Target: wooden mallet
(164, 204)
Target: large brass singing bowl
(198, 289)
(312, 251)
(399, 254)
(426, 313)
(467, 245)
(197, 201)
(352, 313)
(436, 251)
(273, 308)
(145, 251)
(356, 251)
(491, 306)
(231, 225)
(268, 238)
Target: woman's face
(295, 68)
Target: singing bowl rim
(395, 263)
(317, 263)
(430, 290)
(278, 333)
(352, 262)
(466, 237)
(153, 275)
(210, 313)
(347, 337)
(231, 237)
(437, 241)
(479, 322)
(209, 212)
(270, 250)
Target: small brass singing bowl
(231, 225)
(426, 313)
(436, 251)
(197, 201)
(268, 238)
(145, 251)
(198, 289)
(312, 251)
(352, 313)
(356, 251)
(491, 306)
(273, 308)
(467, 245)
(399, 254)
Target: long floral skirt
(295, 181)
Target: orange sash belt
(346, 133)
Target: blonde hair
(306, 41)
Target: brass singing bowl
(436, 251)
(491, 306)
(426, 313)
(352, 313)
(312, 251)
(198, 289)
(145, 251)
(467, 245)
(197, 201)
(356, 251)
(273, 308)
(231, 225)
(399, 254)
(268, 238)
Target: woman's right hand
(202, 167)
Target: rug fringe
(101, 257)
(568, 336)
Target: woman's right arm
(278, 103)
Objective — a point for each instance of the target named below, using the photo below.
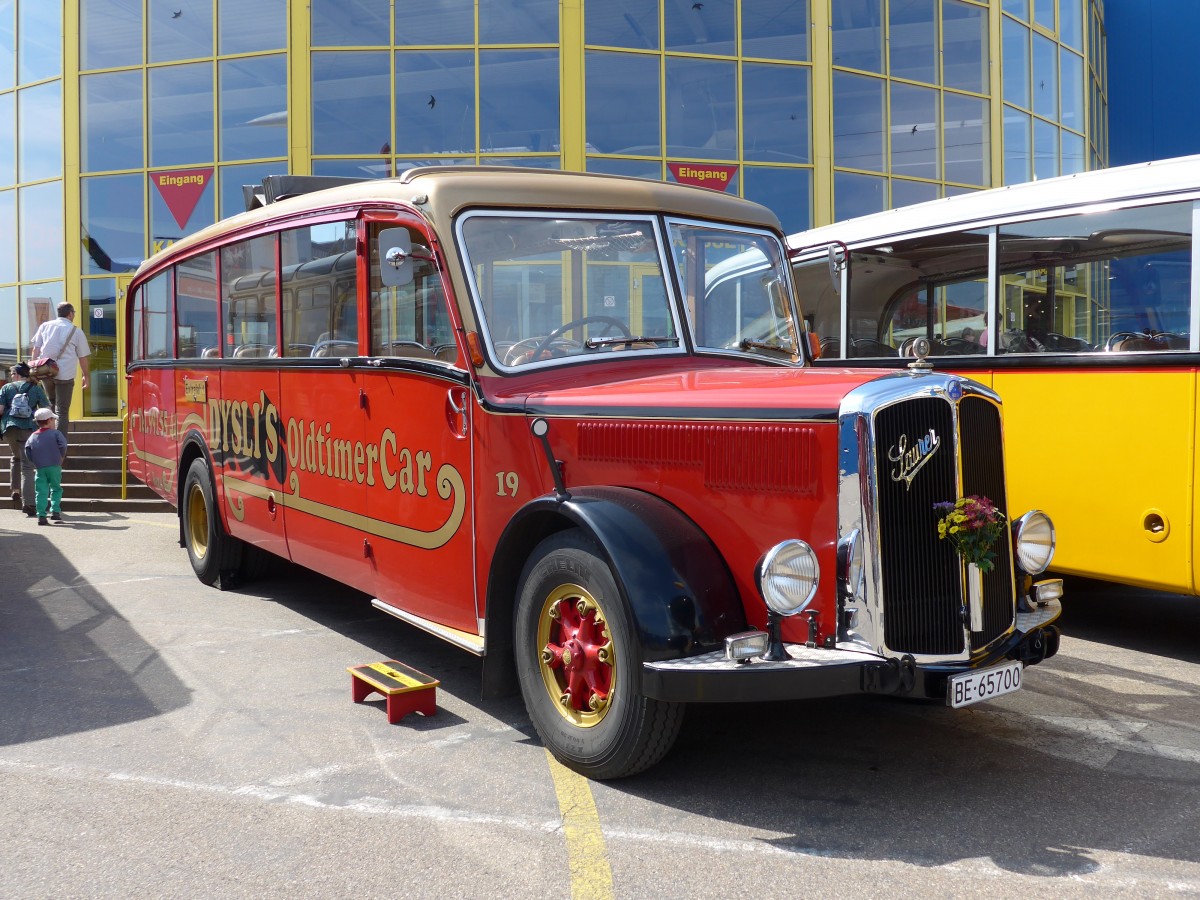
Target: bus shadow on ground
(69, 663)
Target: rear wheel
(210, 550)
(579, 664)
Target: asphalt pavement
(162, 738)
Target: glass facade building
(133, 123)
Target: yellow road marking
(586, 852)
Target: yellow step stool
(406, 689)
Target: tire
(579, 665)
(211, 551)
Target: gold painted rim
(575, 645)
(197, 522)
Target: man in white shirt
(63, 341)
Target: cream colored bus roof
(450, 189)
(1164, 178)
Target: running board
(473, 643)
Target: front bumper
(816, 672)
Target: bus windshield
(564, 287)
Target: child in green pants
(46, 450)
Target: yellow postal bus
(1074, 298)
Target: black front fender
(671, 576)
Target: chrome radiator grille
(923, 581)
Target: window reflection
(857, 121)
(1071, 25)
(1018, 138)
(9, 327)
(111, 121)
(7, 43)
(1072, 89)
(7, 130)
(786, 191)
(701, 108)
(915, 130)
(435, 102)
(775, 113)
(9, 247)
(40, 132)
(40, 226)
(623, 23)
(181, 114)
(629, 168)
(519, 22)
(858, 35)
(39, 41)
(232, 201)
(700, 28)
(623, 103)
(912, 40)
(351, 23)
(1017, 64)
(965, 46)
(857, 195)
(106, 28)
(37, 305)
(253, 93)
(519, 101)
(250, 25)
(112, 210)
(180, 31)
(1073, 154)
(1045, 149)
(421, 22)
(967, 138)
(905, 193)
(777, 29)
(351, 100)
(1045, 77)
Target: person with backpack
(18, 401)
(46, 450)
(63, 341)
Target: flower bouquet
(972, 525)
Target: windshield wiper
(592, 342)
(748, 345)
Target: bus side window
(247, 297)
(319, 291)
(409, 321)
(196, 309)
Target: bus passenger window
(321, 291)
(247, 298)
(196, 309)
(1107, 281)
(411, 321)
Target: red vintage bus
(568, 423)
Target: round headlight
(1033, 541)
(850, 563)
(789, 576)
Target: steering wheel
(579, 323)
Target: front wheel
(211, 551)
(579, 665)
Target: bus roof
(448, 190)
(1150, 179)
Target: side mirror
(397, 255)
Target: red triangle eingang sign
(181, 191)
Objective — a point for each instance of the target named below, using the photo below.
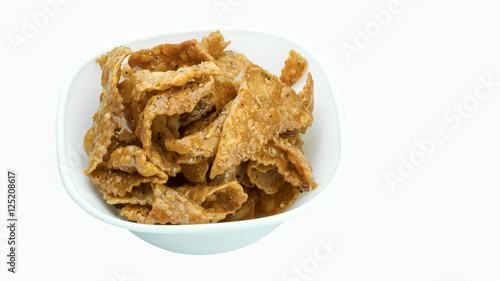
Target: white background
(441, 223)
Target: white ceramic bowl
(324, 143)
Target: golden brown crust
(264, 107)
(295, 67)
(109, 113)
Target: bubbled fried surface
(295, 67)
(263, 108)
(108, 116)
(208, 135)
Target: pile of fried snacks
(190, 133)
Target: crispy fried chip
(225, 198)
(271, 155)
(231, 63)
(108, 116)
(195, 173)
(266, 178)
(272, 204)
(160, 81)
(131, 159)
(306, 96)
(137, 213)
(141, 195)
(214, 43)
(247, 209)
(299, 161)
(172, 56)
(295, 67)
(191, 133)
(118, 182)
(264, 108)
(203, 143)
(171, 206)
(173, 101)
(221, 94)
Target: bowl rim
(67, 180)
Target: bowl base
(206, 243)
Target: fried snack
(264, 107)
(107, 119)
(203, 143)
(264, 177)
(272, 204)
(137, 213)
(195, 173)
(299, 161)
(306, 96)
(295, 67)
(119, 183)
(173, 101)
(141, 195)
(192, 133)
(160, 81)
(231, 63)
(132, 159)
(172, 56)
(172, 206)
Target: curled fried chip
(131, 159)
(191, 133)
(108, 116)
(170, 102)
(306, 95)
(214, 43)
(119, 183)
(247, 209)
(203, 143)
(264, 108)
(299, 161)
(141, 195)
(225, 198)
(160, 81)
(231, 63)
(171, 206)
(266, 178)
(137, 213)
(172, 56)
(195, 173)
(272, 204)
(295, 67)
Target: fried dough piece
(160, 81)
(266, 178)
(109, 113)
(225, 198)
(299, 161)
(119, 183)
(173, 101)
(131, 159)
(306, 96)
(137, 213)
(264, 107)
(247, 209)
(231, 63)
(214, 43)
(141, 195)
(272, 204)
(203, 143)
(195, 173)
(172, 206)
(295, 67)
(223, 92)
(271, 155)
(172, 56)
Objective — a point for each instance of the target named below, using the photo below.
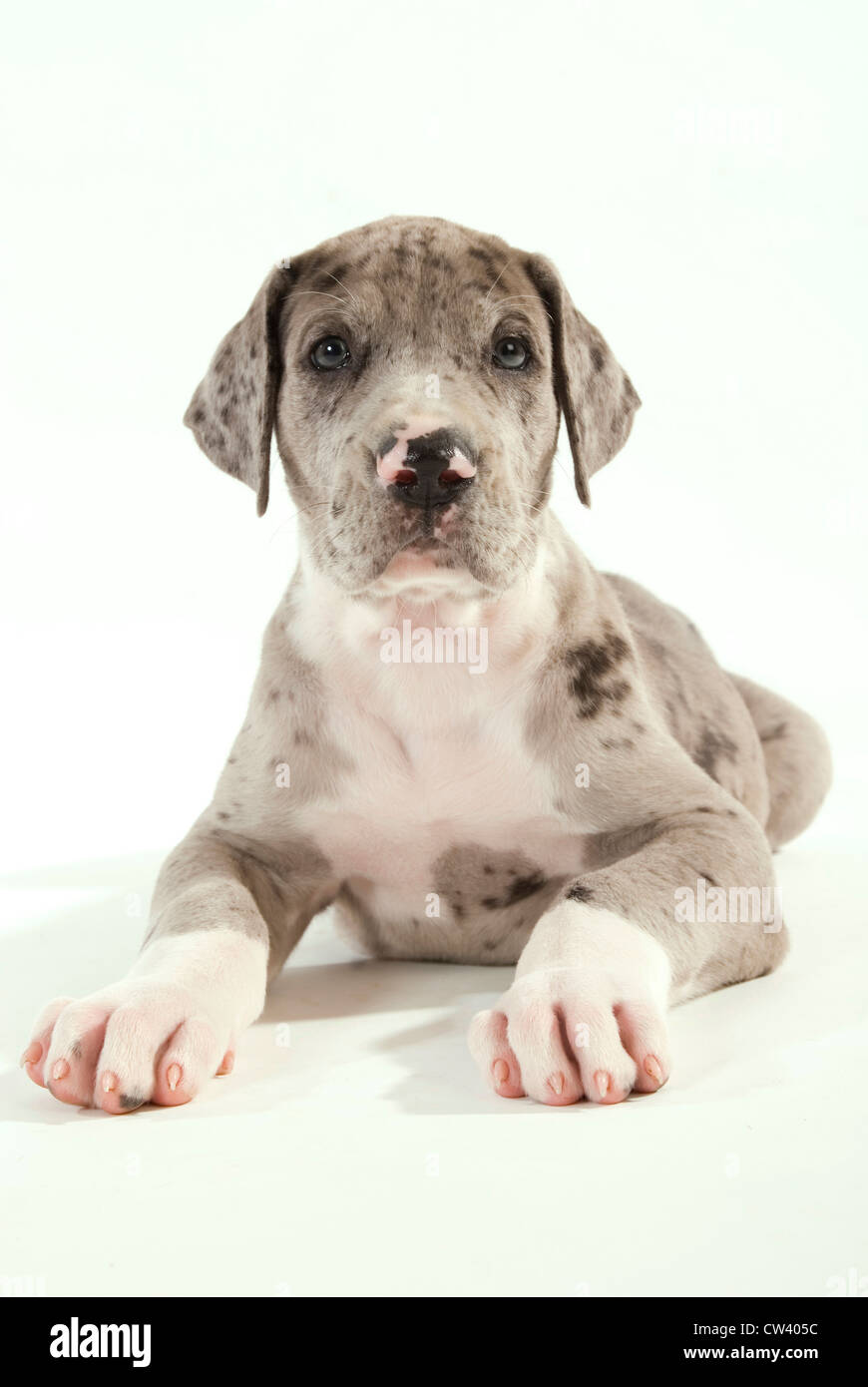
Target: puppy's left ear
(595, 394)
(231, 412)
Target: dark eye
(330, 354)
(511, 352)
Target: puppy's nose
(427, 468)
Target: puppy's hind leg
(797, 760)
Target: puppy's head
(413, 373)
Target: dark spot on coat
(591, 666)
(713, 745)
(774, 732)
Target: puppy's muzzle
(426, 469)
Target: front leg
(587, 1012)
(223, 917)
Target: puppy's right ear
(231, 412)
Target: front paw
(594, 1030)
(138, 1042)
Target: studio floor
(355, 1153)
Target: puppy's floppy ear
(231, 411)
(595, 394)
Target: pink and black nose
(426, 469)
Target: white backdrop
(694, 170)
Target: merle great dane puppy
(554, 806)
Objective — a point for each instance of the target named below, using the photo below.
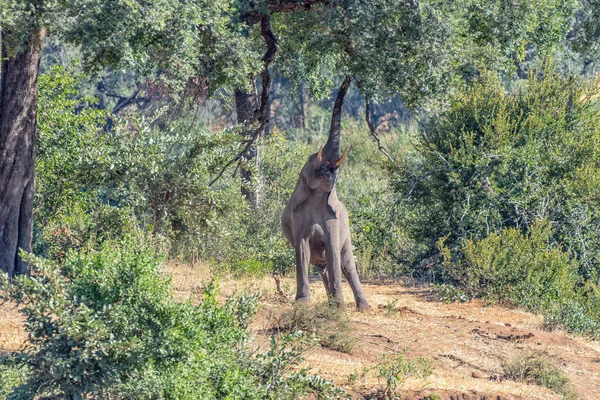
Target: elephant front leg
(302, 260)
(351, 274)
(323, 272)
(334, 273)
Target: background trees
(490, 185)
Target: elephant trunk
(331, 151)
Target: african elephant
(315, 222)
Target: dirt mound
(466, 343)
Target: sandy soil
(467, 342)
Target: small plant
(394, 369)
(361, 376)
(536, 368)
(275, 370)
(328, 323)
(450, 294)
(11, 377)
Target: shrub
(329, 324)
(104, 324)
(527, 271)
(513, 267)
(495, 159)
(535, 368)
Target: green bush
(103, 324)
(528, 271)
(512, 267)
(495, 159)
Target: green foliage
(395, 369)
(68, 210)
(527, 271)
(330, 325)
(275, 370)
(104, 324)
(417, 50)
(162, 173)
(497, 160)
(535, 368)
(11, 377)
(512, 267)
(451, 294)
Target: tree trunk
(18, 109)
(245, 104)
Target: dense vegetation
(475, 157)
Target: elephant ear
(301, 193)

- - -

▸ **THE PROBLEM**:
Ignoring the pictures, write out word for word the lines from the line containing "Target: front paw" through the end of the material above.

▸ **SOLUTION FOR THIS PROBLEM**:
Target: front paw
(594, 1030)
(138, 1042)
Target: studio floor
(355, 1153)
Target: puppy's floppy ear
(231, 411)
(595, 394)
Target: pink and black nose
(426, 469)
Target: white backdrop
(694, 170)
Target: merle great dane puppy
(554, 806)
Objective — a point for each instance of the target named below, using the photo below.
Target: elephant front leg
(302, 260)
(351, 274)
(323, 272)
(334, 273)
Target: background trees
(490, 185)
Target: elephant trunk
(331, 151)
Target: african elephant
(315, 222)
Target: dirt mound
(466, 343)
Target: sandy soil
(467, 342)
Target: small plant
(394, 369)
(361, 376)
(536, 368)
(275, 370)
(328, 323)
(450, 294)
(11, 377)
Target: shrub
(329, 324)
(104, 324)
(527, 271)
(513, 267)
(495, 159)
(535, 368)
Target: green bush
(103, 324)
(528, 271)
(512, 267)
(495, 159)
Target: green foliage
(395, 369)
(68, 210)
(527, 271)
(330, 325)
(275, 370)
(104, 324)
(417, 50)
(162, 173)
(497, 160)
(535, 368)
(11, 377)
(512, 267)
(451, 294)
Target: tree trunk
(18, 109)
(245, 104)
Target: dense vegetation
(475, 157)
Target: elephant ear
(301, 193)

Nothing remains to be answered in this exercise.